Ruminations of a Red Dirt Hussy

February 26, 2012

Don’t you dare dare ME!

Filed under: Blogroll,General — vadasmaker @ 9:09 pm

I once heard somebody on TV say that when she felt like exercising she just flung herself face down on the couch until it passed. I could do that. Well, no. I couldn’t. All I’d see in my mind is my big fat butt getting bigger and fatter. Besides that, my elliptical is right beside the couch, hunched there, staring at me.

I don’t know what it is I hate about exercise. It’s actually kind of pleasurable sometimes. Like when somebody else is doing it and I’m just watching. I’ve sat through entire videos of somebody doing step aerobics. You know. So I’d know what I was doing when I actually stood up. But I had to watch it several times. I figured if I watched three times a week for an hour it would count as exercise. I don’t know why not. Sitting in the office preparing manuscripts to send out counts as writing time. Why should exercise be any different?

I just hate to sweat. It’s sooo unattractive. And icky.  And even though I put the floor fan on top of the coffee table and point it at me, turn on the ceiling fan, turn off the heat, and open the windows, sweat happens.

Why can’t I be one of those women who couldn’t work up a sweat in a furnace? Who takes a sweater to a 4th of July picnic? Just in case.  That woman is the same one who she just has no appetite at all. Can’t force down a single bite of that carrot cake.

Please. I could eat the entire cake with a quart of ice cream. In my sleep. I hate that woman. Suffice to say we are not related. I’m not even sure we’re of the same species. She’s probably a morning person, too.

My son reveled in any exercise or hard, physical work. The more sweat, the better. On Saturday mornings he’d crawl out of bed covered with bruises, cuts, abrasions, and swellings, from his Friday night football game. He’d grin like a fool when he talked about how he got this one and that one and the other one. The kid hauled hay for fun. Well, and for money. But in my mind, hauling hay must be the worst possible job.

▶ Entries shown:
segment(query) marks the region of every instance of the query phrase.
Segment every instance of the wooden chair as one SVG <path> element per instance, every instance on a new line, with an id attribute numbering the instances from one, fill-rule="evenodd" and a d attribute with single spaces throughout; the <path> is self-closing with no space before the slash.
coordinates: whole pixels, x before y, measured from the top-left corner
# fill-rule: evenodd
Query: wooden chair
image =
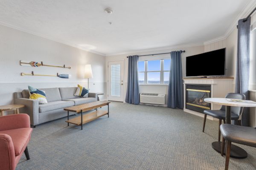
<path id="1" fill-rule="evenodd" d="M 245 99 L 245 96 L 243 94 L 237 93 L 228 93 L 226 96 L 226 98 Z M 238 125 L 241 125 L 241 119 L 243 112 L 243 107 L 231 107 L 231 120 L 234 120 L 237 122 Z M 219 119 L 218 138 L 218 141 L 221 140 L 221 131 L 220 126 L 221 125 L 222 120 L 223 120 L 224 123 L 226 123 L 226 106 L 222 106 L 220 110 L 206 110 L 204 111 L 204 125 L 203 126 L 203 132 L 204 132 L 204 128 L 207 115 L 211 116 Z"/>
<path id="2" fill-rule="evenodd" d="M 256 127 L 255 128 L 225 124 L 220 126 L 222 135 L 221 156 L 223 156 L 225 142 L 227 141 L 225 170 L 228 169 L 231 142 L 256 147 Z"/>

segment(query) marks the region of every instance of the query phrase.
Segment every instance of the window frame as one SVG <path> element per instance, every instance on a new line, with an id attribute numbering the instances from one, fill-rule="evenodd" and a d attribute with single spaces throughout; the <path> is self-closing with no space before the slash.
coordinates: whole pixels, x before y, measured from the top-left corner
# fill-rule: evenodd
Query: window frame
<path id="1" fill-rule="evenodd" d="M 163 78 L 164 78 L 164 73 L 166 72 L 169 72 L 169 74 L 170 72 L 170 70 L 163 70 L 164 69 L 164 64 L 165 60 L 170 60 L 167 58 L 165 58 L 163 59 L 155 59 L 152 60 L 142 60 L 139 61 L 139 62 L 144 62 L 144 71 L 138 71 L 138 73 L 143 73 L 144 74 L 144 83 L 139 83 L 139 85 L 169 85 L 169 83 L 165 84 L 164 83 Z M 160 71 L 148 71 L 148 63 L 150 61 L 155 61 L 155 60 L 160 60 Z M 150 84 L 148 83 L 148 73 L 160 73 L 160 83 L 159 84 Z"/>

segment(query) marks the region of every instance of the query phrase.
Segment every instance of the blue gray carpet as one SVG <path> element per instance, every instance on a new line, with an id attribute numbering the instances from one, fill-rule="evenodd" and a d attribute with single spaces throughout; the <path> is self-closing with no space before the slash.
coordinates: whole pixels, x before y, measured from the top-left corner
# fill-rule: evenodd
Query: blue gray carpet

▶ Directive:
Continue the blog post above about hating exercise, starting right after its final sentence about hauling hay.

▶ Result for this exercise:
The sun. The sweat. The hay sticking you through your jeans and long sleeved shirt. The occasional snake. And the sunshine of my life loved it. I wonder if it’s possible he’s not mine?

I used to run.  Not very fast. Maybe a 17-minute mile. I did it for the best reason in the world. No, not health. What do you take me for? Reasonable? No. I did it because I was dared. Sort of. TBL ran, and one day I was lying on the couch (no spying exercise equipment then) in front of the air conditioner when he came in, all sweaty and skinny.

I said, stupidly, I might add, that I wished I were a runner. You know what he said? No, don’t guess. I’ll tell you. He, in his infinite wisdom and his delusion that he knew me well, said, “Hah. You’d never do it. You can’t stand to sweat.” And of course you know what happened. I ran. Not until I was appropriately attired.

By appropriately, I mean clothes that made me look like I knew what I was doing. How does anybody know what you’re supposed to be if you don’t have on the right clothes?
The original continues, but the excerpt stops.